• PROBLEM: All that is wanted is a word-for-word copy of the line with "curb in the photo above." and every line after it in the data below.
START MATERIAL PROVIDED
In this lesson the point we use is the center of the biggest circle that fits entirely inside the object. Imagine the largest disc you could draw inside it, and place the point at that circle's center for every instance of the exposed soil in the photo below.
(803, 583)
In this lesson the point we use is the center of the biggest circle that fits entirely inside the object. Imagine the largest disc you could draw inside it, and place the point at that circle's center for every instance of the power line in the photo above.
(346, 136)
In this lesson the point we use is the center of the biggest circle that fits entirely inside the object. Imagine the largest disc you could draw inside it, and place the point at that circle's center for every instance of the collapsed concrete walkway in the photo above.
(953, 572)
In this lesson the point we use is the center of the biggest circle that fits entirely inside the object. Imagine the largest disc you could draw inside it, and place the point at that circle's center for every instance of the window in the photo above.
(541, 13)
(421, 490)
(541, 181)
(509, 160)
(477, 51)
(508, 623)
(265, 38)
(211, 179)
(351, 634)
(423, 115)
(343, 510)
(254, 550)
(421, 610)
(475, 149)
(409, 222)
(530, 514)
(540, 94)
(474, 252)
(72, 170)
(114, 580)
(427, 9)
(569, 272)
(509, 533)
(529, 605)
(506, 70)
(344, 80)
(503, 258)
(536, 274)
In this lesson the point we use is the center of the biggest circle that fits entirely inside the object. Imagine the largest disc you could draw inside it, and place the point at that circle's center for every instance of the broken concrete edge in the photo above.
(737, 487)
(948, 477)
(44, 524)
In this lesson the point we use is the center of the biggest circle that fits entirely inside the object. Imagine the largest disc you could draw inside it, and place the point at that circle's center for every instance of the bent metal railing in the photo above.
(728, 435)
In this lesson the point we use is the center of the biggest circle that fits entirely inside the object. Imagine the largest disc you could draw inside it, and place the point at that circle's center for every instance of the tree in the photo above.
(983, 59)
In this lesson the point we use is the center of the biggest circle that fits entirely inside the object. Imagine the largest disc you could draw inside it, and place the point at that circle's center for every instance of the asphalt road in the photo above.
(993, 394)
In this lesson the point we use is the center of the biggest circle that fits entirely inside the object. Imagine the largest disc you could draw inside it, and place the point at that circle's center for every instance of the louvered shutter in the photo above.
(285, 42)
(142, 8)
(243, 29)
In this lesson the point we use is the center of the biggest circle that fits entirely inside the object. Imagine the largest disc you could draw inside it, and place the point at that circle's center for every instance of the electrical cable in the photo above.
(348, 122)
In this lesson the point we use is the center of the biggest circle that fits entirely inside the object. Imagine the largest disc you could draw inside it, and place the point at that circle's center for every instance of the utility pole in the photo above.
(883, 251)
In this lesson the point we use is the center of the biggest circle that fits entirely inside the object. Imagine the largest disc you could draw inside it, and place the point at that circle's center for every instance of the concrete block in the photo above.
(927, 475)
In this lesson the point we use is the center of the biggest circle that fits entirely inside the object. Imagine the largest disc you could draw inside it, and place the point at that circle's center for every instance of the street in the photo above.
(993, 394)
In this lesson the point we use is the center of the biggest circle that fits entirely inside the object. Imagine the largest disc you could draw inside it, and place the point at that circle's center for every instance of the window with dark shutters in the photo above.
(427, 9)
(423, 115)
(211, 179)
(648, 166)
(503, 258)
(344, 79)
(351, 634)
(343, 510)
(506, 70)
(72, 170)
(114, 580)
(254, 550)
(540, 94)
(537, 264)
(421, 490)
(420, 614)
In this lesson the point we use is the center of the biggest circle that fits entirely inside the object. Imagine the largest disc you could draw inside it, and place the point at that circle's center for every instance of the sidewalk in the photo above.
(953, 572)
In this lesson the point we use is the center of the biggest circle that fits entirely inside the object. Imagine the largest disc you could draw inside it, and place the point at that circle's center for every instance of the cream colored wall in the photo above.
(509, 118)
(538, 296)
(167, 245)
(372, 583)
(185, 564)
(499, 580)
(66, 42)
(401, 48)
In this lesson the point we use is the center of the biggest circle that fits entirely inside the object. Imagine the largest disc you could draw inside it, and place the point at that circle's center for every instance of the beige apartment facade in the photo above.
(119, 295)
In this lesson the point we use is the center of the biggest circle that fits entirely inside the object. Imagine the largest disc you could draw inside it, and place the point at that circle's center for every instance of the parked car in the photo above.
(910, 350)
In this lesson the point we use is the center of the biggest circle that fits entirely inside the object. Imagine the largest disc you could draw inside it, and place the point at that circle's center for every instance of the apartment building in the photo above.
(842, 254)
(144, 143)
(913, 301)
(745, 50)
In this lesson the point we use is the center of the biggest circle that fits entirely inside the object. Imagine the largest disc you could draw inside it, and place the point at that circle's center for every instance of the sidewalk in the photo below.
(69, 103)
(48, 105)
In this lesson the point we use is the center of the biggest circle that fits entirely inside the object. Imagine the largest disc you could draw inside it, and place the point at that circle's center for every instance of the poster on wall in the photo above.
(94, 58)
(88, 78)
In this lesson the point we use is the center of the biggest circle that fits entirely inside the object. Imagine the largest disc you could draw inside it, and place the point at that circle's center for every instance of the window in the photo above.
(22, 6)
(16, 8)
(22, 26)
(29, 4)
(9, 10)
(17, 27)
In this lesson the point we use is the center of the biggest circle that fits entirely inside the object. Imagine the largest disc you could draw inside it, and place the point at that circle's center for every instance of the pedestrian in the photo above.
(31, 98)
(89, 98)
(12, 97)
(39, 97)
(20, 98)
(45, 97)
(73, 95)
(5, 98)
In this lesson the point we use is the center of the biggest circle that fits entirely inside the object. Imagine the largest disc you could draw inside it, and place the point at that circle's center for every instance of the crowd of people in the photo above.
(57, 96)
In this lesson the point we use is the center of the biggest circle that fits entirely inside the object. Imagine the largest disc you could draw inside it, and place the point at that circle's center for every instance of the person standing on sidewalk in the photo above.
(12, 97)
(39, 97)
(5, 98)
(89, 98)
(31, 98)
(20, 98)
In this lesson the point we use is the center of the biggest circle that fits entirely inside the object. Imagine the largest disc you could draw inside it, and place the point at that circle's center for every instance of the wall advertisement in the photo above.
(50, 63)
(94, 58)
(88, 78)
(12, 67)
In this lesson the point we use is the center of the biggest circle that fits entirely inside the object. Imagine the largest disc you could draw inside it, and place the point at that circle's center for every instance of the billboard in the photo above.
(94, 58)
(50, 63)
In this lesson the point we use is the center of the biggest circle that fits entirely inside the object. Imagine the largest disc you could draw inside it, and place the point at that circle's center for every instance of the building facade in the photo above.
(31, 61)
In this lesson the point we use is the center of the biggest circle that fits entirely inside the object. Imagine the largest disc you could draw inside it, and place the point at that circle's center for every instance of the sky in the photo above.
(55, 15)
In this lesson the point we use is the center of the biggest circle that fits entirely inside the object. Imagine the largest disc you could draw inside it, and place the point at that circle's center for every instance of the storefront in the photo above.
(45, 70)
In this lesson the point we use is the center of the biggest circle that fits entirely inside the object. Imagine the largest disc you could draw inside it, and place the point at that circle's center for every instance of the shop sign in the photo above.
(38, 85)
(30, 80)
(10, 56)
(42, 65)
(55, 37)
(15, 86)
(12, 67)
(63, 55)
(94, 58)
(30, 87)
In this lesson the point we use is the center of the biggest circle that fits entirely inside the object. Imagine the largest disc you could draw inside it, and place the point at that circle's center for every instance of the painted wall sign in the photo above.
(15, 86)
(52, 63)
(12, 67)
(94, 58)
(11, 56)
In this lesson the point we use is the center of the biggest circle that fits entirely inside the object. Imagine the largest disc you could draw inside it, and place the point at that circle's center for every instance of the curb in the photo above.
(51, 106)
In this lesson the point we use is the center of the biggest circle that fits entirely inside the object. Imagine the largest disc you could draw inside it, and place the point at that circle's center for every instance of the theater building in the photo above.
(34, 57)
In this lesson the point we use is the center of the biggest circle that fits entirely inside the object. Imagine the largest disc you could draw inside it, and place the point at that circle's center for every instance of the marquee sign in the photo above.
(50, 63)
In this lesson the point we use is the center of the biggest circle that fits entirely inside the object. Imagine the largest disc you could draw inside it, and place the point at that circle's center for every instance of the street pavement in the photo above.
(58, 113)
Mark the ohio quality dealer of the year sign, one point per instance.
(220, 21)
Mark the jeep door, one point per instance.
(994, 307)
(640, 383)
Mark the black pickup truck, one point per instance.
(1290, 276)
END MATERIAL PROVIDED
• RESULT FOR THIS EXERCISE:
In this lesson the point we use is the center of the biggest circle that fits entirely inside the object. Imagine the largest disc you could draw inside it, and place the point at that circle's center for every instance of the curb in the photo above.
(51, 106)
In this lesson the point we use is the center of the biggest circle that fits entirely inside the object. Imagine the largest disc you could draw inside it, and place the point at that circle's center for every instance of the theater building in the photo above.
(34, 57)
In this lesson the point we use is the center of the biggest circle that fits entirely inside the object. Imagine the largest disc you could draw inside it, and place the point at that circle's center for every instance of the marquee sign in the photo above.
(50, 63)
In this lesson the point we use is the center of the biggest circle that fits entirely inside the object. Imagine the largest disc you could draw inside it, and place the point at that circle's center for every instance of the street pavement in the photo above.
(58, 113)
Mark the ohio quality dealer of the year sign, one point per instance.
(220, 21)
Mark the jeep door, one point per instance.
(994, 307)
(640, 383)
Mark the black pickup truck, one point per instance.
(1290, 276)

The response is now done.